Even if a child is able to attend, if parents are sick or their car breaks down, there’s not much a kindergartener can do.
A recent study by two Wayne State University researchers found that school-level issues, like teacher-parent trust and discipline policies, can also play a role in whether a child’s parent brings her to school.
Despite the challenges, the issue of chronic absenteeism has been a priority for the prominent education and business leaders who’ve formed the Coalition for the Future of Detroit Schoolchildren. Members issued a list of recommendations for ways to improve Detroit schools in December.
It’s first priority is to reduce rates of chronic absenteeism by collecting more data, improving the school culture, more money for health needs like school nurses, and getting parents invested in bringing their children to school every day.
But the coalition needs the help of other groups to move their plan forward. The Brightmoor Alliance, 482Forward, Urban Neighborhoods Initiative, and the Congress of Communities banded together to form Every School Day Counts Detroit in 2015, a group at the forefront of reducing chronic absenteeism.
They are working in seven Detroit district schools to help track of attendance and inform families of the importance of attending school.

========================================

WRITTEN TASK 1:
Answer these questions from the passage on Detroit school absenteeism.
(a) Which university are the two researchers in the recent study from?
(b) In what month did the Coalition for the Future of Detroit Schoolchildren issue its recommendations?
(c) In how many Detroit district schools is Every School Day Counts Detroit working?
WRITTEN TASK 2: Extend the passage on Detroit school absenteeism with a few sentences that pick up after its final sentence.
The lines that follow have no connection to the passage on Detroit school absenteeism.

SUPPLIED DATA:
========================================

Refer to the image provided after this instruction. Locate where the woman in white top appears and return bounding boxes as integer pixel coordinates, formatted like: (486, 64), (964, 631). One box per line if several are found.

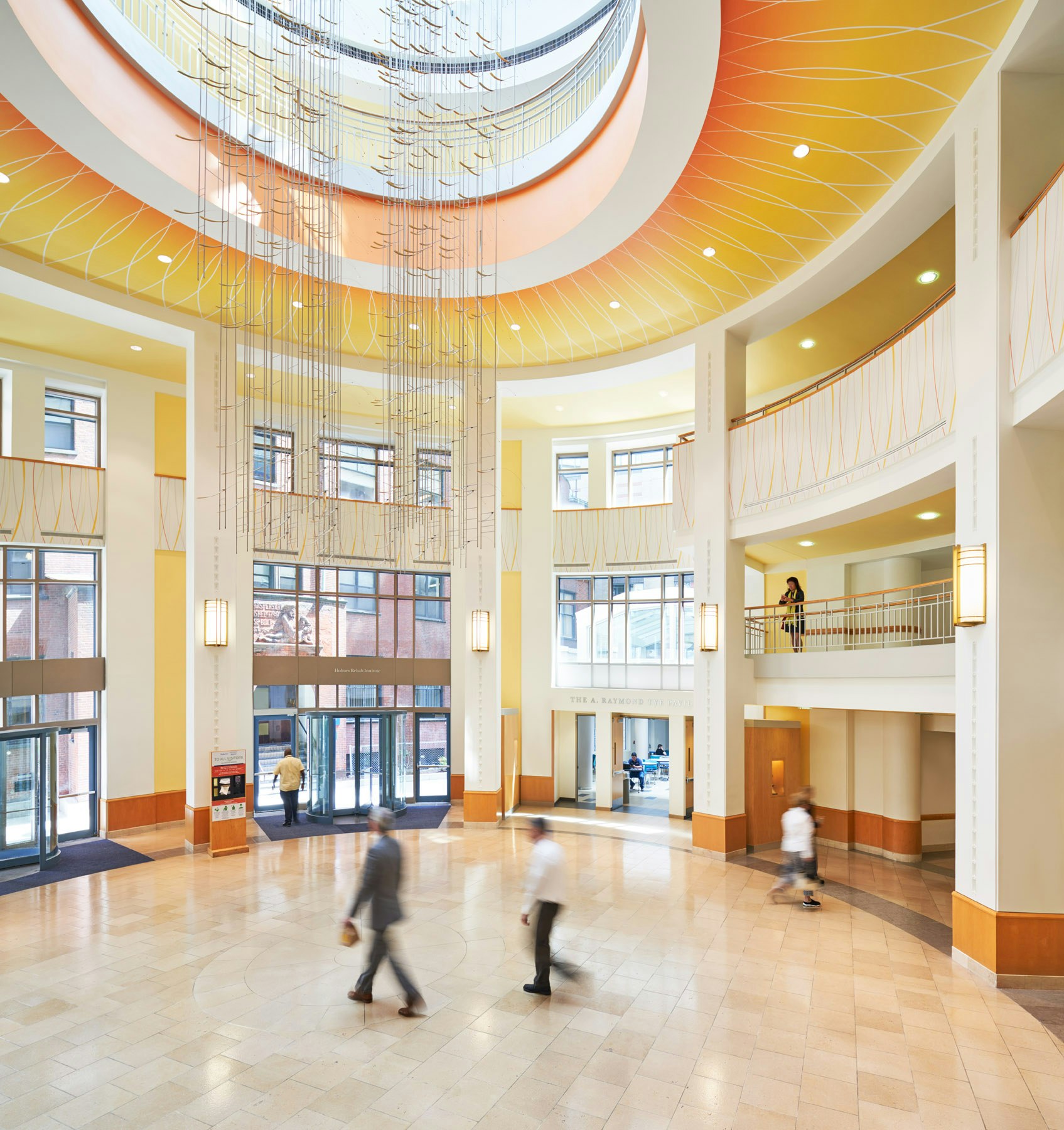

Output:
(769, 794), (820, 910)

========================================

TASK OUTPUT 1:
(a) Wayne State University
(b) December
(c) Seven

TASK OUTPUT 2:
A spokesman for the main Detroit district said it recognizes the importance of attending kindergarten and has “taken an active role in sharing key messages as it pertains to being in school every day through our newly implemented PTAs, newsletters, backpack mail, and automated phone calls.”
Esmeralda Torres may not be convinced. She keeps Eduardo home because she doesn’t believe he’ll be properly cared for. In addition to her son’s asthma issues, he is hyperactive, and she thinks in a classroom of 25, the teacher can’t look after them all.
But in the long run, Chang says the best thing for kids like Eduardo is to still come to class.
“Parents don’t realize what kids are learning in the early grades and how much it’s critical to school success.”